• _EXCERPTED DATA_
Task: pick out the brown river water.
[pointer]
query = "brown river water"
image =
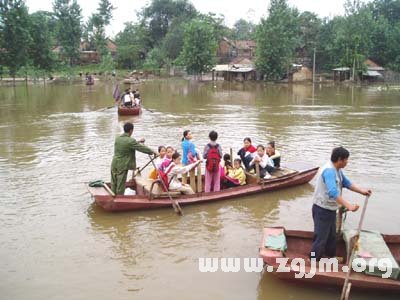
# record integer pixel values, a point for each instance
(56, 244)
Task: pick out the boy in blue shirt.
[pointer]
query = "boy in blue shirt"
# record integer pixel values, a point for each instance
(327, 198)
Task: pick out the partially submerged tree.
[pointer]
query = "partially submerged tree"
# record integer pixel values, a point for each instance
(199, 47)
(276, 40)
(15, 36)
(68, 14)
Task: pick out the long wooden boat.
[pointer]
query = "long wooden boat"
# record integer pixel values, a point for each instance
(149, 193)
(299, 245)
(129, 111)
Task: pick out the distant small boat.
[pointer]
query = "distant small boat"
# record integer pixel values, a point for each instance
(129, 111)
(89, 80)
(131, 80)
(299, 245)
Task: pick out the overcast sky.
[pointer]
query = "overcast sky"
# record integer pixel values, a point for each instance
(250, 10)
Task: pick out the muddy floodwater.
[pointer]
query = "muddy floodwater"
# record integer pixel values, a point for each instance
(55, 243)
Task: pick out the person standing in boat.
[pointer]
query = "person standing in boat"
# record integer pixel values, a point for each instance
(175, 169)
(265, 162)
(247, 152)
(127, 98)
(189, 155)
(274, 154)
(124, 159)
(327, 198)
(213, 154)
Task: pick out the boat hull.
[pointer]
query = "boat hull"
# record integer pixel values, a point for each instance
(299, 245)
(142, 199)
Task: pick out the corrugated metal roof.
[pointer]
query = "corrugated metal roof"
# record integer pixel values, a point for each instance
(372, 74)
(342, 69)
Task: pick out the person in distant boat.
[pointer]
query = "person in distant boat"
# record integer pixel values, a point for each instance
(236, 176)
(162, 151)
(247, 152)
(266, 164)
(124, 159)
(274, 154)
(167, 158)
(126, 98)
(136, 94)
(327, 198)
(212, 154)
(175, 169)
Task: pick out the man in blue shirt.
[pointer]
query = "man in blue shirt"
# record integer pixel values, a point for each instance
(327, 198)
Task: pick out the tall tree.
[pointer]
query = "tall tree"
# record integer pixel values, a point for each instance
(15, 37)
(42, 41)
(95, 31)
(243, 30)
(133, 44)
(199, 47)
(160, 13)
(68, 14)
(276, 40)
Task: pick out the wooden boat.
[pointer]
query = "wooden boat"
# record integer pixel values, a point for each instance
(299, 245)
(129, 111)
(131, 80)
(149, 193)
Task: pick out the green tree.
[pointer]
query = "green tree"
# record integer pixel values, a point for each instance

• _THE PROBLEM_
Find all lines holding the word "river" in the records above and copy them.

• _EXERCISE RESULT_
Task: pick out the brown river water.
query = "brown river water"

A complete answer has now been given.